§ TEXT EXCERPT:
════════
The results of surveillance cultures and intake survey data were used for risk factor analysis. SAS software, version 9.4 (SAS Institute, Cary, NC, USA), was used for statistical analysis. A 3-step process was used to establish a final multivariate model. In the first step, a series of bivariate models tested the association of each correlate. Chi-square and Fisher exact tests were used for categorical/binary variables. Logistic regression models were used for continuous variables. In the second step, 3 separate multivariate logistic regression analyses were conducted to test the effects of 3 groups of correlates significant in step 1: (a) substance use variables, (b) living arrangement variables, and (c) sexual behavior variables. These models used forward stepwise entry controlling for race/ethnicity. Finally, significant variables from step 2 were entered into a final multivariate logistic regression model.

Patient Consent

The study was approved by the Cook County Health institutional review board, which oversees approval for enrollment of Cook County Jail detainees, and the Rush University Medical Center institutional review board; verbal consent was obtained. Approval from the Office for Human Research Protections was obtained to enroll current detainees.
════════
(Image-grounded pointing data)

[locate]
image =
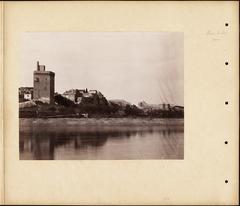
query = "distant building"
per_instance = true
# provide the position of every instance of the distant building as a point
(25, 93)
(43, 84)
(84, 95)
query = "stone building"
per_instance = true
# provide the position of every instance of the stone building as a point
(85, 96)
(43, 84)
(25, 93)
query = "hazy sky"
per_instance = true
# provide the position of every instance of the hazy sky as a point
(133, 66)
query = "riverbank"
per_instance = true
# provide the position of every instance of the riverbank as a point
(64, 122)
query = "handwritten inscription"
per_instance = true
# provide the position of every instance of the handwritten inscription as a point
(216, 35)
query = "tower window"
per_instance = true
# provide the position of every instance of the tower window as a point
(36, 79)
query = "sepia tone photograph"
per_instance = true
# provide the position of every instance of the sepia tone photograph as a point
(101, 96)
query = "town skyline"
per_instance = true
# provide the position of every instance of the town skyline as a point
(153, 85)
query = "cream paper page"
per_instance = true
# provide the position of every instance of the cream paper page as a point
(208, 84)
(1, 108)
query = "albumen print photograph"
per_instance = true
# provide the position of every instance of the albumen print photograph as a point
(101, 96)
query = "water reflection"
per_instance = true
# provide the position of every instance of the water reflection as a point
(101, 142)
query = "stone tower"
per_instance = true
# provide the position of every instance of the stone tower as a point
(43, 84)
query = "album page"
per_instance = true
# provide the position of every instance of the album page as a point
(120, 102)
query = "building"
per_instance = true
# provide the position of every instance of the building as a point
(85, 96)
(43, 84)
(25, 93)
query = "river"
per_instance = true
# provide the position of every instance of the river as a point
(101, 139)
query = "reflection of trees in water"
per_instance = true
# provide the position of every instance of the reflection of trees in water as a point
(41, 142)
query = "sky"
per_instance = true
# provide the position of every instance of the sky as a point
(134, 66)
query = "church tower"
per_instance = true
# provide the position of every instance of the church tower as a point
(43, 84)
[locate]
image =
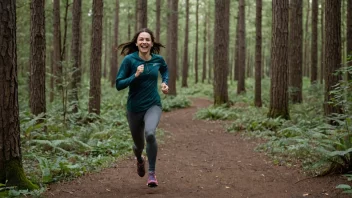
════════
§ EXERCISE TASKS:
**A)** Write out the study methods excerpt starting at "The study was" and ending at "enroll current detainees.".
**B)** According to the study methods excerpt, what type of consent was obtained?
**C)** Write the next part of the study methods excerpt, picking up after its final sentence.
The material stands apart from the study methods excerpt.

§ ANSWERS PROVIDED:
**A)**
The study was approved by the Cook County Health institutional review board, which oversees approval for enrollment of Cook County Jail detainees, and the Rush University Medical Center institutional review board; verbal consent was obtained. Approval from the Office for Human Research Protections was obtained to enroll current detainees.

**B)** Verbal consent was obtained.

**C)**
RESULTS

The Study Population

We enrolled 245 individuals (250 incarcerations); 70% were African American, and 15% were Hispanic. Recidivism was high; 70% of women previously had been in jail, 21% in the prior 6 months. The mean number of prior jail incarcerations (SD) ever was 4.8 (8.4), while 23% of women had previously been in prison. Of unique individuals, 240 (98%) had 1 and 5 (2%) had 2 incarcerations during the study. Illicit drug use was common; 74% of enrollees reported use in the past year. Unstable or temporary housing was also common; 41% reported being homeless, couch surfing, or residing in a substance abuse center in the prior year.

Prevalence of CA-MRSA Colonization at Entrance to the Jail

Fifty (20%) females were colonized with MRSA at entrance. Nares (11.6%), throat (10%), and inguinal (10.8%) colonization were all common. Exclusive extranasal colonization was present in 21 females (42% of colonized and 8.4% of all subjects). Colonization occurred for 25 (50%) at 1 body site, 19 (38%) at 2 body sites, and 6 (12%) at all 3 body sites. MRSA colonization was similar for those enrolled once (49/240, 20.4%) vs more than once (1/5, 20%).

MRSA Colonization Patterns During Incarceration

There were 36 and 31 women who underwent MRSA surveillance at days 15 and 30, respectively (Table 1; Supplementary Figure 2). Of 36 participants who were negative for MRSA at admission and tested for MRSA at day 15 and/or day 30, 3 were positive for MRSA. By day 15, of 32 who were negative at intake, 1 (3%) female who was negative at enrollment had acquired MRSA. By day 30, of 26 who were negative at intake, 2 females who were negative at enrollment had acquired MRSA (8%). All 5 females who screened positive for MRSA at enrollment and were tested at day 30 were positive at day 30.

Predictors of MRSA Colonization at Admission to the Jail

On univariate analysis (Table 2), significant predictors of MRSA colonization in females at jail entry were illicit drug use in past year, using needles for illicit drugs in the past year, unstable housing in the past year, engaging in anal sex in the prior 3 months, and current exchange of sex for drugs or money. An increased mean number (SD) of sexual partners in the prior 3 months (4 [9.8] vs 1.6 [3.8]) was significantly associated with MRSA colonization (P = .04).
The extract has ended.